## EXTRACT
Vet David Vidana couldn't agree more. David graduated from USC in 2001 on an Army reserve scholarship went into active duty in 2002 and a year later got sent home paralyzed from a gunshot wound to his head. Struggling both physically and emotionally for years to get back on his feet, David says the last thing he wanted was to be a burden to his family. "I don't want to be a burden to anyone, really," says the young man who has lost part of his vision, still suffers from seizures and fights the exhaustion from the meds he still takes. David says these events are "awesome because I can talk to other vets, relate and have a sense of community like when I was in the service." He cites Team RWB with giving him "a sense he can do things again." Currently working on a Masters in Public Health at UCLA, David learned to snow board with Team RWB last winter and even though he says he needed to be held up the first few times he tried, credits both the VAGLAHS and team RWB with his ability to overcome the depilating sense of isolation he felt for years after returning home.
It's not just the vets in treatment who benefit from Team RWB events. Michael Green, a 16 year old high school junior from Huntington Beach was "super excited" to be volunteering at the last surf camp. If you had called central casting and asked for two typical California Surf Dudes they would have sent Michael and his pal 17 year old Grant. Both blond, tan and buff, surfing since they could walk, they loved being out in the water with the vets. Asked if they had learned anything from the experience, Michael said, determination, while Eric finished his thought by adding that no matter if they wipe out, the vets wanted to get right back on the board and spend as much time out in the ocean as possible. Another volunteer in an amazing abundance of volunteers that day was Olympic Gold Medalist, swimmer Mike O'Brien. Mike won his gold in the 1984 Olympic 1500 meter free style swim in his "home pool" as a freshman at USC. Coaching David Vidana out in the ocean, they bonded over their USC connection and the Trojans. Michael says back in the day when he was an Olympian, he was often called an "American Hero." Never feeling comfortable with that term, he would cringe, feeling lucky to be doing what he loved. While saying this he looks over to David standing at the shoreline and says "David, he's the real hero. It's humbling to be in the presence of someone who put his life on the line in the line of duty."

## REQUIRED WORK
1. List every calendar year that the article about the veterans and the Team RWB surf camp mentions.
2. Write the next part of the article about the veterans and the Team RWB surf camp, starting after its final sentence.

## RECORD EXCERPTS
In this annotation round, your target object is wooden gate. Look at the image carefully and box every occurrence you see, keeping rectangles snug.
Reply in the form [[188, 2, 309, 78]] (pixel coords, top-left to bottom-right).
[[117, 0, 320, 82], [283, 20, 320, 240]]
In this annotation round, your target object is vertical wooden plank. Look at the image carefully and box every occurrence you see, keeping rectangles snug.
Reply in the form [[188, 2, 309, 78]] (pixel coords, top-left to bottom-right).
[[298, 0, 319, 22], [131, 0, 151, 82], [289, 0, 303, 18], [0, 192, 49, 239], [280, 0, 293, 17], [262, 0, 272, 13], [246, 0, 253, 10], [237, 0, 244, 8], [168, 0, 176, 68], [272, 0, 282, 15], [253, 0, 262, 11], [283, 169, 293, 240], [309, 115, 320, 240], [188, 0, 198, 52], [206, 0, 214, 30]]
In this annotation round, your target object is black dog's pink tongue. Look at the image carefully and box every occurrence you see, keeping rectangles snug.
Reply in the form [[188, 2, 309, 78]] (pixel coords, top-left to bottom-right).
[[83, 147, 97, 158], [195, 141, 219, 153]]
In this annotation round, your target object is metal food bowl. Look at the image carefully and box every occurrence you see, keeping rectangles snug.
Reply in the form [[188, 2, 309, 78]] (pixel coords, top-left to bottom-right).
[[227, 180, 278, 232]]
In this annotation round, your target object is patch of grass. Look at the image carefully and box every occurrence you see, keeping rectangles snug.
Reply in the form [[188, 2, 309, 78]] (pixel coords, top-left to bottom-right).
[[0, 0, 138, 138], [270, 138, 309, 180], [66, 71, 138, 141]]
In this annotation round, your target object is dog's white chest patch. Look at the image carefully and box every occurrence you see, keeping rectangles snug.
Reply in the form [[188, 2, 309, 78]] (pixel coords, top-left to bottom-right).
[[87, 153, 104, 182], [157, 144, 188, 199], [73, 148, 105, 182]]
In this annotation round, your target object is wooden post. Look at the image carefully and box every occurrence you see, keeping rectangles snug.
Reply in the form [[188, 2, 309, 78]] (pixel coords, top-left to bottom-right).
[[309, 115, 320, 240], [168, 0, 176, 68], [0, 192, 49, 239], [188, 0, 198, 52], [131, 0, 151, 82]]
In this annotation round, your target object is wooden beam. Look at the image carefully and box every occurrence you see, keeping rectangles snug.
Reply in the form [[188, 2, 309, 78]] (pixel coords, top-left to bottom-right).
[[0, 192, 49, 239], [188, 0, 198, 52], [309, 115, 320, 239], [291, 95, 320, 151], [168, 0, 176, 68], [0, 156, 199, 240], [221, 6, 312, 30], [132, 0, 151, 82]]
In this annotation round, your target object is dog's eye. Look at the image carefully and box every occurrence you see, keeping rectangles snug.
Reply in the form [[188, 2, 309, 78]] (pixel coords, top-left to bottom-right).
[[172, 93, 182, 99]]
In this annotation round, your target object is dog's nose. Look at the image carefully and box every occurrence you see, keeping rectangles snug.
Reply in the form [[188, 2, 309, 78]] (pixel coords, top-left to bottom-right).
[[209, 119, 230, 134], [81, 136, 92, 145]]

...

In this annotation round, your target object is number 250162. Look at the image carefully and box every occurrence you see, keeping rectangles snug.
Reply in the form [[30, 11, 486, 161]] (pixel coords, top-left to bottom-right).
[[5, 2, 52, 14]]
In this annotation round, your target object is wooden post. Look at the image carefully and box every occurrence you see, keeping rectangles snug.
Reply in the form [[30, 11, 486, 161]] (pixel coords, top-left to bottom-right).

## EXERCISE RESPONSES
1. 2001, 2002, 1984

2.
Humbling indeed. Inspirational and invigorating as well. I, like Mayor Harper of Huntington Beach, spent most of my summers as a kid at the beach and find the ocean the best therapy. Thank you to the Great Los Angeles VA Health Care System and Team Red White and Blue for giving me the most fun in the sun and most therapeutic beach days I've had in a long, long time! And for showing me that all any of those faces I saw on my short cut through the VA really need from me is what each one of us needs: connection and a sense of belonging.